------ Task inputs

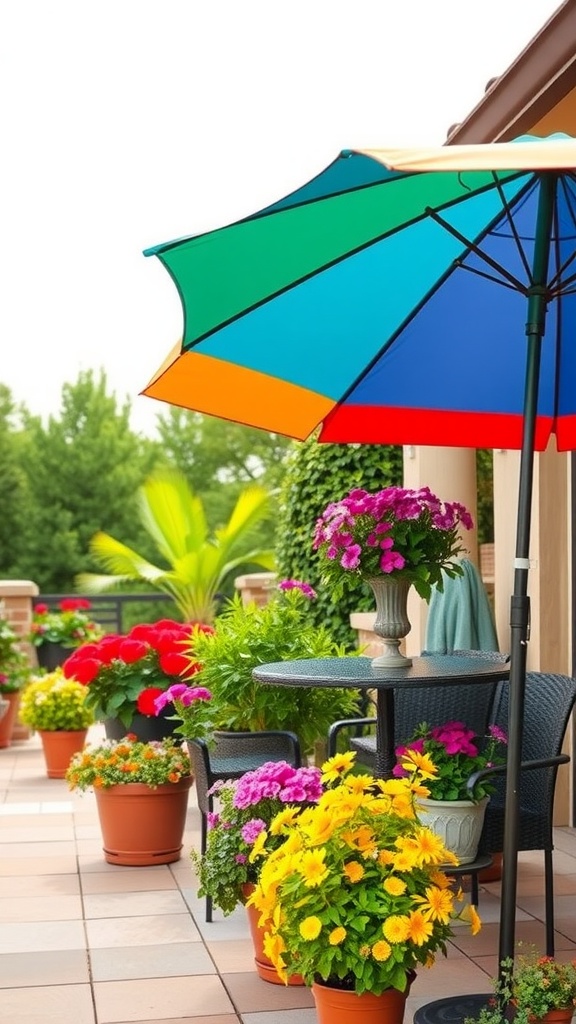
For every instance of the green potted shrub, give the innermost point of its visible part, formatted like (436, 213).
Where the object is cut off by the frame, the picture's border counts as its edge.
(14, 671)
(56, 709)
(141, 797)
(246, 636)
(539, 988)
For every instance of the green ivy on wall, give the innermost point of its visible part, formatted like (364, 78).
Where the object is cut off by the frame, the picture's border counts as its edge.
(316, 475)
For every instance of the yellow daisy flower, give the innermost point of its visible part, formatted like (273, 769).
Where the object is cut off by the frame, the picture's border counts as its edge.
(354, 870)
(310, 928)
(336, 936)
(396, 929)
(381, 950)
(336, 766)
(394, 886)
(312, 867)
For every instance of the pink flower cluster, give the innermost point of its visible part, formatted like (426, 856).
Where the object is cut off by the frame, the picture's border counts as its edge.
(278, 780)
(394, 528)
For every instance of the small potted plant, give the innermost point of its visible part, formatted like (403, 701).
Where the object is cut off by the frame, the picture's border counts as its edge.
(55, 708)
(450, 755)
(124, 674)
(14, 671)
(246, 636)
(56, 631)
(246, 809)
(392, 540)
(141, 794)
(540, 989)
(354, 897)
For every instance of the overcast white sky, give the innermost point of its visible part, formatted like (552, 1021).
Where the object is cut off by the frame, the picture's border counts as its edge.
(125, 123)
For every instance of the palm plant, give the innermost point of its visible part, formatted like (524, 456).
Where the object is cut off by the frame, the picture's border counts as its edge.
(198, 562)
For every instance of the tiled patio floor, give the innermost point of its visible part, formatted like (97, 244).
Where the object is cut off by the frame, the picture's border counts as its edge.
(85, 942)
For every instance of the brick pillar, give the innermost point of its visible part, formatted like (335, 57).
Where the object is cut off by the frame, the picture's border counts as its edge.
(16, 598)
(255, 587)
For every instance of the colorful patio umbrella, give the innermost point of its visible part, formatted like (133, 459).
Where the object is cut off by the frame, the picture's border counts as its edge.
(363, 301)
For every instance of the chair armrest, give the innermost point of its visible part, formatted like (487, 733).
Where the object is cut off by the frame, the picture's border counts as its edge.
(344, 723)
(561, 759)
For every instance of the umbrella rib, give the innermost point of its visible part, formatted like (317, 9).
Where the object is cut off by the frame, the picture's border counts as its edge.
(558, 278)
(472, 247)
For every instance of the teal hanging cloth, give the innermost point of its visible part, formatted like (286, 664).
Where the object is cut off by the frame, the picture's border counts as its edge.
(461, 617)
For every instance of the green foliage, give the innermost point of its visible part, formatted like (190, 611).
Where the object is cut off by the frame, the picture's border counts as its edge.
(535, 984)
(485, 497)
(248, 636)
(198, 563)
(115, 763)
(52, 702)
(14, 669)
(246, 807)
(82, 470)
(317, 474)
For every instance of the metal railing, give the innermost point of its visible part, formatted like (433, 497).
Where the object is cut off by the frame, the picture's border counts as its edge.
(109, 610)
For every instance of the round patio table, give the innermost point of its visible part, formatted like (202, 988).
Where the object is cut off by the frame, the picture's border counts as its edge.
(359, 673)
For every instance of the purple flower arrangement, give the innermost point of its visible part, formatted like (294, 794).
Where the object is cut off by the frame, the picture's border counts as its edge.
(396, 529)
(447, 756)
(240, 826)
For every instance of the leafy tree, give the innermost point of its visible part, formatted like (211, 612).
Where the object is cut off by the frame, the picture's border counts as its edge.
(318, 474)
(219, 458)
(14, 489)
(83, 470)
(197, 563)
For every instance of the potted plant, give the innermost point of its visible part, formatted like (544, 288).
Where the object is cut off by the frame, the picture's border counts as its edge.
(124, 674)
(354, 897)
(449, 756)
(540, 988)
(56, 631)
(392, 540)
(246, 809)
(14, 671)
(55, 708)
(246, 636)
(141, 797)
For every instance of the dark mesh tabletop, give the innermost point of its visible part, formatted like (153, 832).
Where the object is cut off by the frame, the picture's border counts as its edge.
(434, 670)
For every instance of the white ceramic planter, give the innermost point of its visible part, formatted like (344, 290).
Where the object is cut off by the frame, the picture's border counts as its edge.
(458, 822)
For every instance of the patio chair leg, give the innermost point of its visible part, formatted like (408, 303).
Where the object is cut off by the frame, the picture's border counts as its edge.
(549, 902)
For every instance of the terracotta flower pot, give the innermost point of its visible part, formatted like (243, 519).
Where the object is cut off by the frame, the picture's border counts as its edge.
(141, 825)
(338, 1006)
(8, 719)
(58, 747)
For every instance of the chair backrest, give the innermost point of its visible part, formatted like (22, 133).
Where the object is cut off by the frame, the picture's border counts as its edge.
(232, 754)
(469, 702)
(548, 702)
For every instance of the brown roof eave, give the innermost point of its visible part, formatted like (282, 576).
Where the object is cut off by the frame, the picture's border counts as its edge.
(538, 79)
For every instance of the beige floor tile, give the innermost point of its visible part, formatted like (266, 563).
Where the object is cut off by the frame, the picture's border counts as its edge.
(128, 904)
(249, 993)
(35, 866)
(232, 955)
(39, 936)
(180, 958)
(151, 999)
(47, 1005)
(40, 908)
(44, 885)
(145, 931)
(53, 967)
(129, 880)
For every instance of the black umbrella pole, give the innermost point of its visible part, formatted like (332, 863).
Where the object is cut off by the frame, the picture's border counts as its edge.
(520, 605)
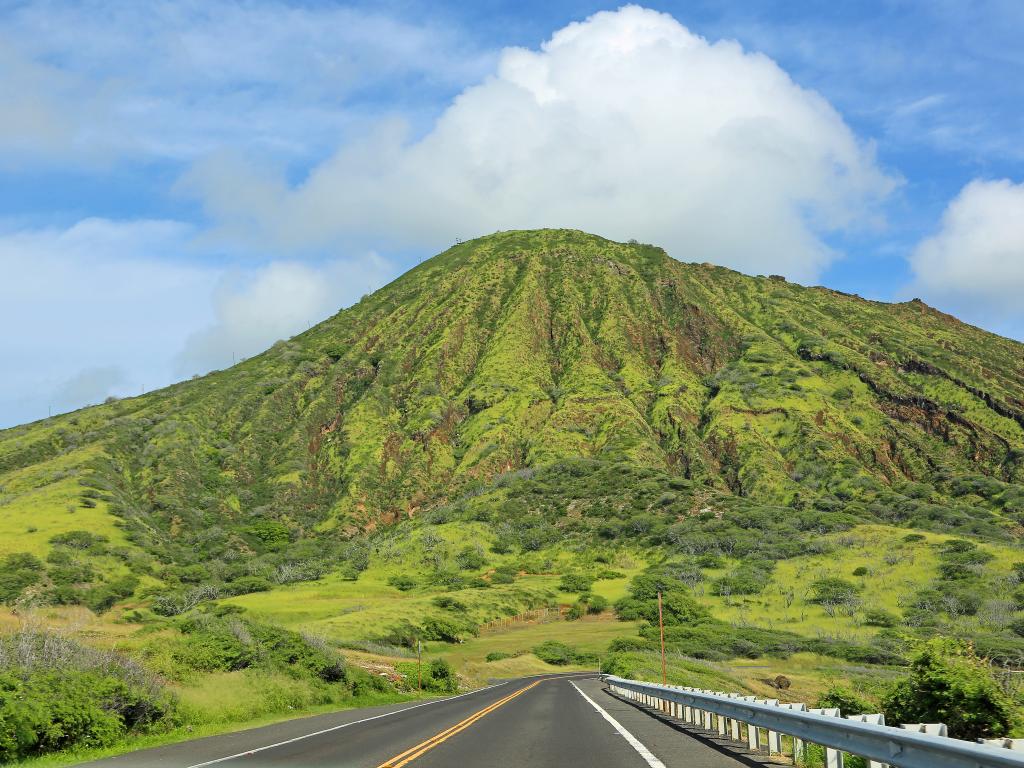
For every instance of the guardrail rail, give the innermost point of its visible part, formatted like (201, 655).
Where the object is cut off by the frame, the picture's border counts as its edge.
(771, 726)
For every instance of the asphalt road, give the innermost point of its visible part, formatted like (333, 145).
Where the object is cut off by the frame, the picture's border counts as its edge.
(542, 722)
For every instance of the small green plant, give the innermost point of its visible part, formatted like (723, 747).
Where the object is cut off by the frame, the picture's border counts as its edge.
(574, 583)
(401, 582)
(948, 683)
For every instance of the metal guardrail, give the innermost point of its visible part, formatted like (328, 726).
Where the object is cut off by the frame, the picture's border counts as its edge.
(881, 744)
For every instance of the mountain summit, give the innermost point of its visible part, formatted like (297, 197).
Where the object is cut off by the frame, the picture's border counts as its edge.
(526, 349)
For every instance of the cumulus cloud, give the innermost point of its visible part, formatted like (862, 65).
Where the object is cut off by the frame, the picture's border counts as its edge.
(105, 298)
(173, 79)
(256, 308)
(626, 124)
(975, 263)
(89, 386)
(132, 305)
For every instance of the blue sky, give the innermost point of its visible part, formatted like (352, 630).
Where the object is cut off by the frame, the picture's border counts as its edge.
(182, 183)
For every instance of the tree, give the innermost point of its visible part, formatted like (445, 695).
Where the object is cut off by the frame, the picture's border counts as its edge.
(949, 683)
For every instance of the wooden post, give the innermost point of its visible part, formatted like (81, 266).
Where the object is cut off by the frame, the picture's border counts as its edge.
(660, 625)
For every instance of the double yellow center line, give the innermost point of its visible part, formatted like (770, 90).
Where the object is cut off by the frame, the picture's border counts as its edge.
(414, 752)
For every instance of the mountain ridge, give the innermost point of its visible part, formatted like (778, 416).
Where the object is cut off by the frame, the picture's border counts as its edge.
(524, 349)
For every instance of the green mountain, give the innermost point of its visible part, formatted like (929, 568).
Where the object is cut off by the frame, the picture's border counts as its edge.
(528, 423)
(531, 350)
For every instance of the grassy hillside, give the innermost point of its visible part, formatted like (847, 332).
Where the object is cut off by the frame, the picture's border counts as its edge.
(543, 421)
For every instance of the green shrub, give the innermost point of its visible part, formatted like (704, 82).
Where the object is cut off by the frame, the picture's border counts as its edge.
(847, 700)
(745, 579)
(401, 582)
(248, 585)
(597, 604)
(833, 591)
(574, 583)
(450, 603)
(948, 683)
(470, 558)
(91, 698)
(560, 654)
(17, 571)
(82, 540)
(576, 611)
(446, 630)
(504, 574)
(880, 617)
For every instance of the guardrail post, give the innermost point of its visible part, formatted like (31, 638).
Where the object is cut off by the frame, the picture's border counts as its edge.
(879, 719)
(834, 758)
(739, 725)
(774, 738)
(932, 729)
(1017, 744)
(798, 743)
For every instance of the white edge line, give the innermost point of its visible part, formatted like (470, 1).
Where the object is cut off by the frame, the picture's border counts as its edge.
(646, 754)
(344, 725)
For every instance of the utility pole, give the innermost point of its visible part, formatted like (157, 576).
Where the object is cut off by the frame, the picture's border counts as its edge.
(660, 626)
(419, 664)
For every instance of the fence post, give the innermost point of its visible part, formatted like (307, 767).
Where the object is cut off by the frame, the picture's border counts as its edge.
(798, 743)
(879, 719)
(1017, 744)
(774, 740)
(834, 758)
(932, 729)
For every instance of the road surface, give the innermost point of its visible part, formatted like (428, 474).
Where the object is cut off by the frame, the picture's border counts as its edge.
(540, 722)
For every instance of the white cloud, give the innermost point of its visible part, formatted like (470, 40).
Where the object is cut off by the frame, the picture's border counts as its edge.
(174, 79)
(93, 297)
(115, 307)
(975, 263)
(626, 124)
(256, 308)
(90, 385)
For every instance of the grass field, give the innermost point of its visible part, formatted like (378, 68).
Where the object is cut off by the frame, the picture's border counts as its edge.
(896, 569)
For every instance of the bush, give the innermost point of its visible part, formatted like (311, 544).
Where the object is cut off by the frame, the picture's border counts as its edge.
(833, 590)
(446, 630)
(560, 654)
(437, 676)
(948, 683)
(880, 617)
(504, 574)
(56, 694)
(470, 558)
(450, 603)
(597, 604)
(745, 579)
(574, 583)
(17, 571)
(442, 677)
(401, 582)
(102, 597)
(847, 700)
(248, 585)
(577, 610)
(82, 540)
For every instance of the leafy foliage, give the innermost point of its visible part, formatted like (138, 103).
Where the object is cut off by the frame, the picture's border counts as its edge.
(948, 683)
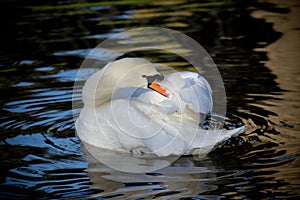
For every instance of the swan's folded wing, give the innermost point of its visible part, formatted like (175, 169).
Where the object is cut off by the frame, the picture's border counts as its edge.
(196, 92)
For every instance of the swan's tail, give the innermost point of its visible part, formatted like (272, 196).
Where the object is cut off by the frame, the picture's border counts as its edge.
(206, 140)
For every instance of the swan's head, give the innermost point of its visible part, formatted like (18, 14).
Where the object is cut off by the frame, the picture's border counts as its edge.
(126, 72)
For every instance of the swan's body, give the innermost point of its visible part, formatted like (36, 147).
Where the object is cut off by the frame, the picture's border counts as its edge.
(121, 113)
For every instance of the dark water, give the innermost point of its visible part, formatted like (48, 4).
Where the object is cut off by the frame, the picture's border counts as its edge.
(254, 45)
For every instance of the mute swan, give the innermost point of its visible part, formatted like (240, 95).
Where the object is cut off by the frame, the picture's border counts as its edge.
(130, 107)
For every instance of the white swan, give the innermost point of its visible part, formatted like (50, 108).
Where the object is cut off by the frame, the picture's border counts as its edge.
(130, 106)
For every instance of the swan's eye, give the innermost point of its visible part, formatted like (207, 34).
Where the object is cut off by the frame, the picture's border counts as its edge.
(156, 77)
(153, 83)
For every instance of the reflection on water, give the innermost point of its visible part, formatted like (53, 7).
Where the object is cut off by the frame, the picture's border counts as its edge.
(254, 45)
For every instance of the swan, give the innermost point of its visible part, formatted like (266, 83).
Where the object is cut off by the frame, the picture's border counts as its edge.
(130, 107)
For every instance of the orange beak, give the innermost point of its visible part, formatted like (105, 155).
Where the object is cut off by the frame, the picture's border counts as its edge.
(157, 88)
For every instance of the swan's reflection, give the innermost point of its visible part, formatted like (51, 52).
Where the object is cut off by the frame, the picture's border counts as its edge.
(184, 177)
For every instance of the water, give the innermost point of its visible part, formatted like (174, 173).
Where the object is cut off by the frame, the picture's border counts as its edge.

------------

Transcribe verbatim the lines that begin with the one containing "For every instance of the water, give" and continue through the end of the rows.

> [Complete output]
For every instance of the water, give the innermost point of its visible part, formatted like (174, 173).
Where the object is cut off by the frame, the picture's border counts as its edge.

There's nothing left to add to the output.